● WORK TO COMPLETE
Output only the span of lines that begins at the line containing "TARGET: parking lot" and ends at the last line of the data, both included, exactly as they appear.

● WORKING DATA
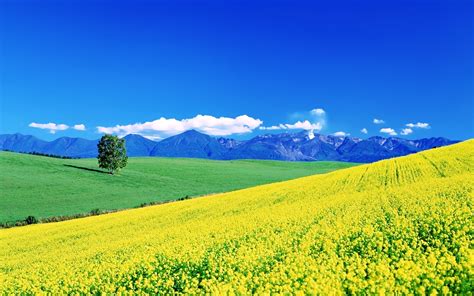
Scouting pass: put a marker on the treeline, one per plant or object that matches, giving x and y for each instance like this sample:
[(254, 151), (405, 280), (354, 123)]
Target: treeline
[(42, 154), (33, 220)]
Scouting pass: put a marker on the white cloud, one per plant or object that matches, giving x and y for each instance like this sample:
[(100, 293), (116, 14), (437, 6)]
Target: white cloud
[(341, 134), (52, 127), (318, 112), (423, 125), (406, 131), (389, 131), (215, 126), (79, 127), (305, 125)]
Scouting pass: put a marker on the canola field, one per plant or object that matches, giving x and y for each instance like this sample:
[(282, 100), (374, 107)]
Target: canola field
[(402, 226)]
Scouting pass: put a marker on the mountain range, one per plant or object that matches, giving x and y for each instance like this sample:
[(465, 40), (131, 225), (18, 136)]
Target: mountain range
[(301, 146)]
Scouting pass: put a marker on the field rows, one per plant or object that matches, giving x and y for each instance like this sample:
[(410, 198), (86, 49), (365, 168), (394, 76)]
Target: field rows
[(402, 225)]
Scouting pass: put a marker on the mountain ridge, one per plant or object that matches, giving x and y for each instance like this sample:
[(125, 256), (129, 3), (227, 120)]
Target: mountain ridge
[(300, 146)]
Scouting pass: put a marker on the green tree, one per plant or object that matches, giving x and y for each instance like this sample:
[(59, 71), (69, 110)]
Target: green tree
[(112, 153)]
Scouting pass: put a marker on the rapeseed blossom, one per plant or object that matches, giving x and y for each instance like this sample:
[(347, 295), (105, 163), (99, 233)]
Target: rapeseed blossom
[(396, 226)]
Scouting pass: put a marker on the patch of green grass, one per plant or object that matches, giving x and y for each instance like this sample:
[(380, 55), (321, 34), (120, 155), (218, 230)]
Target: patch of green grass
[(43, 187)]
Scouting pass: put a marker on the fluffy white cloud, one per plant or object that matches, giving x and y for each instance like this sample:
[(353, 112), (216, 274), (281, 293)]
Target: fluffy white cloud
[(406, 131), (305, 125), (215, 126), (341, 134), (318, 112), (419, 125), (52, 127), (79, 127), (389, 131)]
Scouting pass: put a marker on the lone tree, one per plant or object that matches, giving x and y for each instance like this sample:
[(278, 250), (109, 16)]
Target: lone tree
[(112, 153)]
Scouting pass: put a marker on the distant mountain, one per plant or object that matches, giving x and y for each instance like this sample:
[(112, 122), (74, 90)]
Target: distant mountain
[(138, 146), (21, 143), (72, 147), (190, 144), (302, 146)]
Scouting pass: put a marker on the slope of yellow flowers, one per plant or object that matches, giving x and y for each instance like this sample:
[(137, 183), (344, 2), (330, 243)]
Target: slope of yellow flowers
[(403, 225)]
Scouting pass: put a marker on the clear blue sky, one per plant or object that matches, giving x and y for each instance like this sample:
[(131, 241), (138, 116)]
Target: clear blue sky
[(113, 63)]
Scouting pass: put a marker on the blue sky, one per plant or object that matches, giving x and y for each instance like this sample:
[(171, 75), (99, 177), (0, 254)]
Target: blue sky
[(261, 65)]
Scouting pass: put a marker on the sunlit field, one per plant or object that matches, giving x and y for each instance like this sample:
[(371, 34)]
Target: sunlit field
[(402, 225)]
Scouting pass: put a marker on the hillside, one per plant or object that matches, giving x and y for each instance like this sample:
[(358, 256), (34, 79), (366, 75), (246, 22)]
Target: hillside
[(300, 146), (401, 225), (44, 187)]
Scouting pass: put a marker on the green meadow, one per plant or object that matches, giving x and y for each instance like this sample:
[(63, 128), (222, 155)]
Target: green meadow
[(45, 187)]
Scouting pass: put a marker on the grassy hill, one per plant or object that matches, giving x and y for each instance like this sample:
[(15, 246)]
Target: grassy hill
[(44, 187), (402, 225)]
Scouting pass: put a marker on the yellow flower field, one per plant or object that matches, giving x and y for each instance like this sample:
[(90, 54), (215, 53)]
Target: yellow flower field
[(402, 225)]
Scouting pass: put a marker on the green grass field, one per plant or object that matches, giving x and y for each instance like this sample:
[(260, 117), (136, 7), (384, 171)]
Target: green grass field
[(45, 187)]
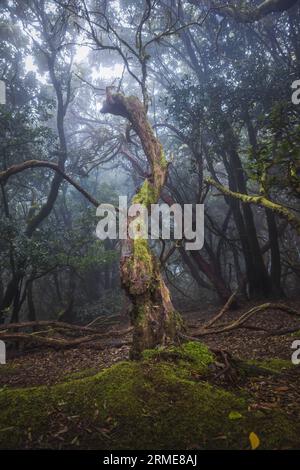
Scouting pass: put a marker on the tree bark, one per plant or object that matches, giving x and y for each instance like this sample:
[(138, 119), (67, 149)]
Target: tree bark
[(153, 316)]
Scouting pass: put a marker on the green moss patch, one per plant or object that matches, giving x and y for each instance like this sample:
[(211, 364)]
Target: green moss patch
[(160, 402)]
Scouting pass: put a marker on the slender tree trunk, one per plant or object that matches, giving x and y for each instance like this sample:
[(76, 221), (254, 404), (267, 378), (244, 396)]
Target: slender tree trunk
[(153, 316)]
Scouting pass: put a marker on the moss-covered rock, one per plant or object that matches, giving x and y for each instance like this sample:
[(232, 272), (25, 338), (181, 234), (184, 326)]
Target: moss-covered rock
[(160, 402)]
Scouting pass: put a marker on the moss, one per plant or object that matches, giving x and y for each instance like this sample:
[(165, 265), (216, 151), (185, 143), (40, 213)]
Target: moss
[(81, 374), (142, 252), (157, 403), (192, 356), (9, 369), (274, 365), (163, 160), (146, 195)]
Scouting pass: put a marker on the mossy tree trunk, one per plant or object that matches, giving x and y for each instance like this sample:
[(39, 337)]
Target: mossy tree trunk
[(153, 316)]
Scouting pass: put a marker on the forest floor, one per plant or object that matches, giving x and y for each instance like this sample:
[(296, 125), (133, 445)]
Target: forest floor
[(268, 392)]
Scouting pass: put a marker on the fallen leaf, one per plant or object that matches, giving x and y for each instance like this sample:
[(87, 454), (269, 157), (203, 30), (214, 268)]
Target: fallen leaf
[(254, 440)]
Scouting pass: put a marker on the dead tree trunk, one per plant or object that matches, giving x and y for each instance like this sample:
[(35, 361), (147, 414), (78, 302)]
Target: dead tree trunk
[(153, 316)]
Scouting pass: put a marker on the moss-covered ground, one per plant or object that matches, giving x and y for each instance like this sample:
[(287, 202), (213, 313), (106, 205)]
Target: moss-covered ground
[(161, 402)]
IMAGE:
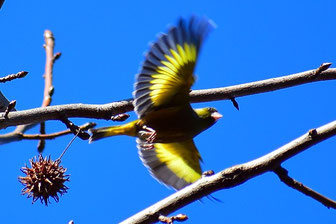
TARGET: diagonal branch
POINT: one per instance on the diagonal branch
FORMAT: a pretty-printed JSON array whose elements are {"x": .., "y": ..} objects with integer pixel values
[
  {"x": 283, "y": 176},
  {"x": 105, "y": 111},
  {"x": 233, "y": 176},
  {"x": 13, "y": 76}
]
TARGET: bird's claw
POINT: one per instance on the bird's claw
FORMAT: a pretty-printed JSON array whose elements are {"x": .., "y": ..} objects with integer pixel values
[{"x": 149, "y": 134}]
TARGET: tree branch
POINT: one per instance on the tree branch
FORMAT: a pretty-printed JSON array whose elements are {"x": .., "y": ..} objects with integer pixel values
[
  {"x": 283, "y": 176},
  {"x": 105, "y": 111},
  {"x": 48, "y": 75},
  {"x": 233, "y": 176},
  {"x": 13, "y": 76},
  {"x": 18, "y": 136}
]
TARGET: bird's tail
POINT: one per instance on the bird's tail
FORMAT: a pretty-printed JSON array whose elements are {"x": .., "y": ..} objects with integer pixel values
[{"x": 129, "y": 129}]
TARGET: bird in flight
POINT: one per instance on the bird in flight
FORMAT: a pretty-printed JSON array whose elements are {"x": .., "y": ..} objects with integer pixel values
[{"x": 167, "y": 123}]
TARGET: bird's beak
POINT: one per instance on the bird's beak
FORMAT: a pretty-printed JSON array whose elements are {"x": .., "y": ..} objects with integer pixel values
[{"x": 216, "y": 115}]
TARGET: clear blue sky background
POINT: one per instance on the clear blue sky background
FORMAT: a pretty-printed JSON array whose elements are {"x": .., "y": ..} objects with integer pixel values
[{"x": 102, "y": 45}]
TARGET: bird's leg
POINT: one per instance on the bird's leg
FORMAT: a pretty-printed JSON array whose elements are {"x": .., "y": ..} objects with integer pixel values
[
  {"x": 147, "y": 146},
  {"x": 148, "y": 133}
]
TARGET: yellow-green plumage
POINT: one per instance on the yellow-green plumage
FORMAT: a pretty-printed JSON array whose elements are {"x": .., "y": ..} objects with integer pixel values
[{"x": 161, "y": 101}]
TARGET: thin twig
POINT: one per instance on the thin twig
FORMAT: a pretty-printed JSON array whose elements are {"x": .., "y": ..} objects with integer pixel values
[
  {"x": 283, "y": 176},
  {"x": 13, "y": 76},
  {"x": 105, "y": 111},
  {"x": 232, "y": 176},
  {"x": 48, "y": 75},
  {"x": 9, "y": 108},
  {"x": 75, "y": 129},
  {"x": 83, "y": 127},
  {"x": 170, "y": 220},
  {"x": 18, "y": 136},
  {"x": 323, "y": 67}
]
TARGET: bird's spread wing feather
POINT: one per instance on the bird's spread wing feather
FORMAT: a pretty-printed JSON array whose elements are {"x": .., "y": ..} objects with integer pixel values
[
  {"x": 175, "y": 164},
  {"x": 167, "y": 72}
]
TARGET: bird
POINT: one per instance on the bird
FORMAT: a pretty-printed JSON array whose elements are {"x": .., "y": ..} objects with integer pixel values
[{"x": 167, "y": 123}]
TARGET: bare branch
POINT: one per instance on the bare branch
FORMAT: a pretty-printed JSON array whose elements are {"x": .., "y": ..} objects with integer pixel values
[
  {"x": 75, "y": 129},
  {"x": 283, "y": 175},
  {"x": 48, "y": 74},
  {"x": 232, "y": 176},
  {"x": 9, "y": 108},
  {"x": 13, "y": 76},
  {"x": 18, "y": 136},
  {"x": 106, "y": 111}
]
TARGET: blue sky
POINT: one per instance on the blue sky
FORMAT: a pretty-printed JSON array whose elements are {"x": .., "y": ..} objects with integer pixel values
[{"x": 102, "y": 45}]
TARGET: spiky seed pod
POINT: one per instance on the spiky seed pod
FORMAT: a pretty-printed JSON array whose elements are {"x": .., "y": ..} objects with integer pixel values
[{"x": 44, "y": 179}]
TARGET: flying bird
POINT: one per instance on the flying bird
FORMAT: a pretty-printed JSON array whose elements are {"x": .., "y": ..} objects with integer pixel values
[{"x": 167, "y": 123}]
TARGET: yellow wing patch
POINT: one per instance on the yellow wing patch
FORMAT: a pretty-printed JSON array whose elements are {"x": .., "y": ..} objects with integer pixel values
[
  {"x": 175, "y": 76},
  {"x": 166, "y": 75},
  {"x": 182, "y": 158}
]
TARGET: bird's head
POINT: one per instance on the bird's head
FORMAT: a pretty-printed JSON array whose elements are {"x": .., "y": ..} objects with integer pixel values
[{"x": 208, "y": 113}]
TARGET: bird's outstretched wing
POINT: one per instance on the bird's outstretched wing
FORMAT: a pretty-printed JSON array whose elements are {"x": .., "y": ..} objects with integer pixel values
[
  {"x": 175, "y": 164},
  {"x": 166, "y": 75}
]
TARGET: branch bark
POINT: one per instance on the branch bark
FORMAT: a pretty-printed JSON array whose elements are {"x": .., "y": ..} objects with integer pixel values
[
  {"x": 106, "y": 111},
  {"x": 233, "y": 176},
  {"x": 283, "y": 176}
]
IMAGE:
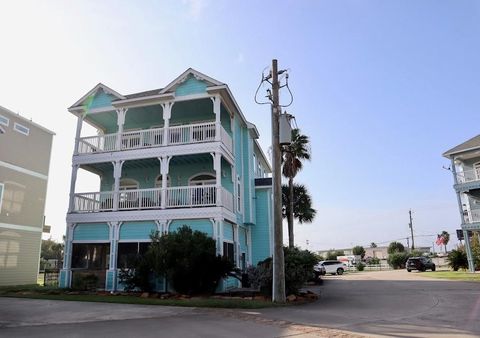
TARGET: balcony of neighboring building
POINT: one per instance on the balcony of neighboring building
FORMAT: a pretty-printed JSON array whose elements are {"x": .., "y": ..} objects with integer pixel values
[
  {"x": 192, "y": 181},
  {"x": 468, "y": 178},
  {"x": 158, "y": 125}
]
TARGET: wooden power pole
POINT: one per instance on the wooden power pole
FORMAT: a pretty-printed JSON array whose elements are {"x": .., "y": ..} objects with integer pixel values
[{"x": 278, "y": 292}]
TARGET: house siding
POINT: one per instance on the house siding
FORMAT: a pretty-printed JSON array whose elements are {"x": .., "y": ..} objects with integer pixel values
[
  {"x": 137, "y": 230},
  {"x": 91, "y": 231}
]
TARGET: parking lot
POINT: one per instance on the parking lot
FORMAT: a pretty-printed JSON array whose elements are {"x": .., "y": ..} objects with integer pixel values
[{"x": 372, "y": 304}]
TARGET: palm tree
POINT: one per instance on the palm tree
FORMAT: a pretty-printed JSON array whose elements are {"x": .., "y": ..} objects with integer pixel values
[
  {"x": 292, "y": 158},
  {"x": 302, "y": 207}
]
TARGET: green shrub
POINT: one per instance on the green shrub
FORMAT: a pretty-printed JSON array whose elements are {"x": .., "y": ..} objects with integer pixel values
[
  {"x": 139, "y": 276},
  {"x": 298, "y": 270},
  {"x": 188, "y": 260},
  {"x": 457, "y": 259},
  {"x": 397, "y": 260}
]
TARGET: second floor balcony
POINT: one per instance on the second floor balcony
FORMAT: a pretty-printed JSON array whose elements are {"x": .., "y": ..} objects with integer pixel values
[
  {"x": 155, "y": 198},
  {"x": 155, "y": 137}
]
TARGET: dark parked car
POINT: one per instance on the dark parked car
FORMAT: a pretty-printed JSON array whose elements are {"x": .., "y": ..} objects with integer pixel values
[{"x": 420, "y": 264}]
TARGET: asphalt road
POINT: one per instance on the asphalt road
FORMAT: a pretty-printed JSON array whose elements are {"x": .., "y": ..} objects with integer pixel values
[{"x": 388, "y": 304}]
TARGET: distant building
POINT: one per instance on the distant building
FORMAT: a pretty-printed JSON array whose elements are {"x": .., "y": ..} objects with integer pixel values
[
  {"x": 181, "y": 155},
  {"x": 24, "y": 162},
  {"x": 465, "y": 166},
  {"x": 380, "y": 252}
]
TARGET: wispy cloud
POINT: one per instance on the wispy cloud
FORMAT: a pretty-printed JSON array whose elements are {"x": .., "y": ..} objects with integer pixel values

● EXERCISE RESPONSE
TARGET: parking lot
POINT: one per instance on the parking lot
FORMAT: a pretty-printed JSON array whose elements are {"x": .., "y": ..} objects with integer pixel values
[{"x": 372, "y": 304}]
TARGET: palm tree
POINT: one per instance on the palm tree
FORMAT: a pretty-printed JSON array whose elements are {"x": .., "y": ..} objects with integer pixel values
[
  {"x": 292, "y": 158},
  {"x": 302, "y": 207}
]
TARGET: green shrub
POINT: one per instance on the green shrub
FORMAT: a pretty-printed JSON array whose elements are {"x": .., "y": ..} objects with integer pixel values
[
  {"x": 139, "y": 276},
  {"x": 298, "y": 270},
  {"x": 188, "y": 260},
  {"x": 457, "y": 259},
  {"x": 397, "y": 260}
]
TARGET: second floor balcony
POINT: one per instance on the second floor balcony
FORMAT: a pretty-printed JSON array whose elements are {"x": .., "y": ..} objects with integer pixel values
[
  {"x": 155, "y": 198},
  {"x": 155, "y": 137}
]
TARGET: dark parked car
POINT: one per instance on the dark parked car
FORMAT: a pretty-printed JSON array whose elements are {"x": .., "y": ..} objects with integer pixel values
[{"x": 420, "y": 264}]
TARGET: asphalt road
POINT: one per instance on the asphalt road
FORMAT: a pretty-printed JSON array whose elements are {"x": .., "y": ..} objects with integer pixel values
[{"x": 388, "y": 304}]
TARGET: distant building
POINT: one per instance on the distant building
FORMAT: a pretty-printed JSON array whose elements are {"x": .., "y": ..} objects with integer pixel values
[
  {"x": 181, "y": 155},
  {"x": 24, "y": 162},
  {"x": 465, "y": 166},
  {"x": 380, "y": 252}
]
TARGET: wispy cloud
POINT: one per instance on the wispy cloud
FORMAT: a pretty-printed JSON array whose elements are {"x": .., "y": ..} objects with integer pixel values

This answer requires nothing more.